━━ Records for the exercise ━━

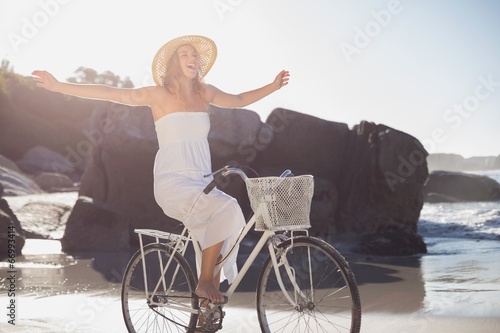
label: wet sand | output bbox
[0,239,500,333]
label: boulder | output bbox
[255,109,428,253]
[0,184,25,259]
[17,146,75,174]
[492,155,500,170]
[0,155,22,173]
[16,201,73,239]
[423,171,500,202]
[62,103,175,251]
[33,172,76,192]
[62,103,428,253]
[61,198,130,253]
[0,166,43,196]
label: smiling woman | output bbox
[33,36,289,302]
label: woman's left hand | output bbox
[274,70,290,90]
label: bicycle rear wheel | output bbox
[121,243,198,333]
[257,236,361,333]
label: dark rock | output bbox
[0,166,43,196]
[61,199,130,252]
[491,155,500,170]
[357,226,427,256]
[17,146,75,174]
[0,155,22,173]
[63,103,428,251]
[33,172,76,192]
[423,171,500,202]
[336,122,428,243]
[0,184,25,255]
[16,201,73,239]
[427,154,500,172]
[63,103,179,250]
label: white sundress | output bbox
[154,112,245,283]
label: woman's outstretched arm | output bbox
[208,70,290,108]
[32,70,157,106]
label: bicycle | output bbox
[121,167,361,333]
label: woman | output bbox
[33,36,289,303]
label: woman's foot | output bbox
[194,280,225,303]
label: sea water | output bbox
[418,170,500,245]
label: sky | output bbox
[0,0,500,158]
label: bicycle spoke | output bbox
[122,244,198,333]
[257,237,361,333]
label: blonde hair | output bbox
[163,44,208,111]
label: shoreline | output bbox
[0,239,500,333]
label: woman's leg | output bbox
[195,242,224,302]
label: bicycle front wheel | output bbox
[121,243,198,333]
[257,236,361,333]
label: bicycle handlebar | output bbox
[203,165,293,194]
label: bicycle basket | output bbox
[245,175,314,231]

━━━
━━ Records for the exercise ━━

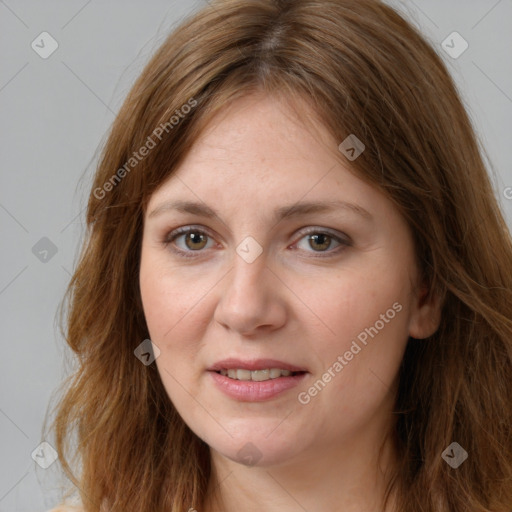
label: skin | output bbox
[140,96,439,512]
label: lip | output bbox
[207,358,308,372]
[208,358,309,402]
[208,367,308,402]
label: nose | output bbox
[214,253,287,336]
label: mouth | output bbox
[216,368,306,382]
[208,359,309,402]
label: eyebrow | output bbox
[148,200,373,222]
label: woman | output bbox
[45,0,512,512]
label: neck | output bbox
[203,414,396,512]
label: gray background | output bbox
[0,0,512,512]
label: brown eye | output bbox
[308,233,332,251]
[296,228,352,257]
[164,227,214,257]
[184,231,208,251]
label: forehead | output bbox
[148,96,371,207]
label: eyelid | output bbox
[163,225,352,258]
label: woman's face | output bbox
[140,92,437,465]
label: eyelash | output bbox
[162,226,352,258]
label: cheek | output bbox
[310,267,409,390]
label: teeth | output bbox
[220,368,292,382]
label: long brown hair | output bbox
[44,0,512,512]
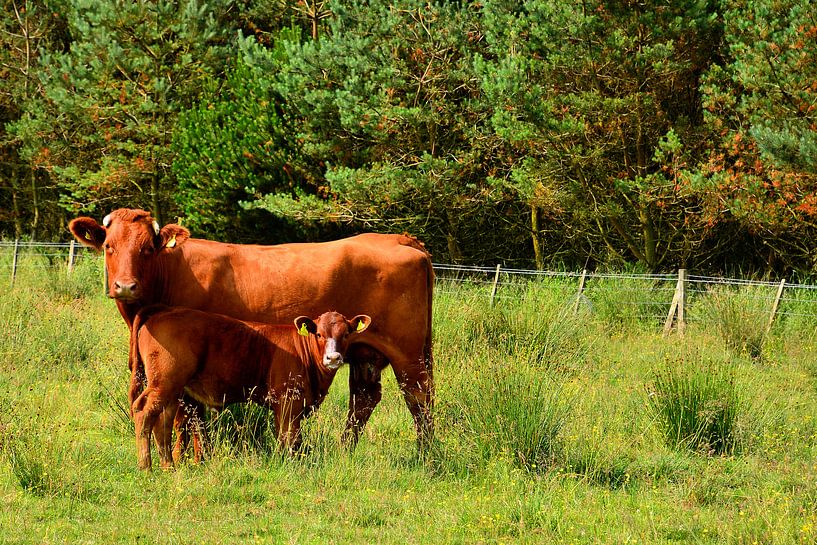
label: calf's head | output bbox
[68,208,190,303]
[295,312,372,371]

━━━

Swap "long brown hair" for "long dark hair" in the stretch from the line containing "label: cheek | output bbox" through the line containing "[295,312,372,371]", and reproduce only those lines with nothing else changed. Leave the pictures out of your answer.

### [Expected answer]
label: cheek | output bbox
[310,267,409,390]
label: teeth | output bbox
[220,368,292,382]
label: long dark hair | output bbox
[44,0,512,512]
label: calf's head | output bbox
[68,208,190,303]
[295,312,372,371]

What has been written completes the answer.